Task |
Please repeat the lines of the records starting at the line that contains "Please trace the outline of every instance of the closed" and ending at the line that contains "63], [168, 63]]", swapping "closed eye" for "shut eye" and leaving everything else unchanged.

Entries provided |

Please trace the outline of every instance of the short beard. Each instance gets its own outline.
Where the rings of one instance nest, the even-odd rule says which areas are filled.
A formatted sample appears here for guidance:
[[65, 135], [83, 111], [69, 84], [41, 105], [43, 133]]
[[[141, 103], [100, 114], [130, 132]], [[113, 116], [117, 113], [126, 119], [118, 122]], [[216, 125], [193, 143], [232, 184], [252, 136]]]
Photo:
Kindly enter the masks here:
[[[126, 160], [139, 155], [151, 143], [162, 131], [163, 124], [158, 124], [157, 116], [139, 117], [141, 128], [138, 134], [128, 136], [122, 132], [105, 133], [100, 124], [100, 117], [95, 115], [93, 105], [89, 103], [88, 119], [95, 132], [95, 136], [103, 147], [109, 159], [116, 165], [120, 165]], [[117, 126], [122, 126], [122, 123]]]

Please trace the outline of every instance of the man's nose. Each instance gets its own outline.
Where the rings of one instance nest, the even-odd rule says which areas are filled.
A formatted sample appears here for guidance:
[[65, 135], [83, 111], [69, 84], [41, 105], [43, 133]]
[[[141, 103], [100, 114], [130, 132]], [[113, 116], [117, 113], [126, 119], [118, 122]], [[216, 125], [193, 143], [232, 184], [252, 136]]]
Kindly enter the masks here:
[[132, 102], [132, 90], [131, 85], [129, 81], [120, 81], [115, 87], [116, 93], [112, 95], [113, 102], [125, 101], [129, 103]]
--
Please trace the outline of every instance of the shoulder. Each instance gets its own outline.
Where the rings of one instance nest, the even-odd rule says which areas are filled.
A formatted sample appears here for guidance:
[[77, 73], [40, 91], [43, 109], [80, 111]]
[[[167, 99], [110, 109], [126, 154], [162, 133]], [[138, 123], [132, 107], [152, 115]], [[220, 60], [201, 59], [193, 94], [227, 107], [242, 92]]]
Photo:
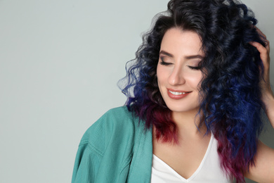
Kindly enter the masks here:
* * *
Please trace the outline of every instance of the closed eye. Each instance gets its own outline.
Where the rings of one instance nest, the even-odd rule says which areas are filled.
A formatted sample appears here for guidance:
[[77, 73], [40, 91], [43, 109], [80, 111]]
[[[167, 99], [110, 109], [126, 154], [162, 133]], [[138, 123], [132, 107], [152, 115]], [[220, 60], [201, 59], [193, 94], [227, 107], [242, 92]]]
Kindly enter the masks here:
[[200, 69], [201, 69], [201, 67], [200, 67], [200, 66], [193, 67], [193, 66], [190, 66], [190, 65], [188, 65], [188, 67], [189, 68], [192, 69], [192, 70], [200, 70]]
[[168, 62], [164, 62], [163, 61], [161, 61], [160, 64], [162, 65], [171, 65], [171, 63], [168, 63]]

Written answer |
Please trace the outline of every instance of the shut eye. Each instance gets its own outline.
Where the rings of one instance nest, the even-odd rule says which areas are filled.
A formatted sample appears here for guidance:
[[77, 73], [40, 91], [43, 109], [80, 111]]
[[[167, 99], [110, 109], [126, 154], [162, 133]], [[138, 123], [132, 107], [152, 115]], [[220, 60], [201, 59], [193, 94], [227, 107], [242, 92]]]
Kindly enter the masks here:
[[200, 69], [201, 69], [201, 67], [200, 67], [200, 66], [193, 67], [193, 66], [190, 66], [190, 65], [188, 65], [188, 67], [189, 68], [192, 69], [192, 70], [200, 70]]
[[168, 62], [164, 62], [163, 61], [161, 61], [160, 64], [162, 65], [171, 65], [171, 63], [168, 63]]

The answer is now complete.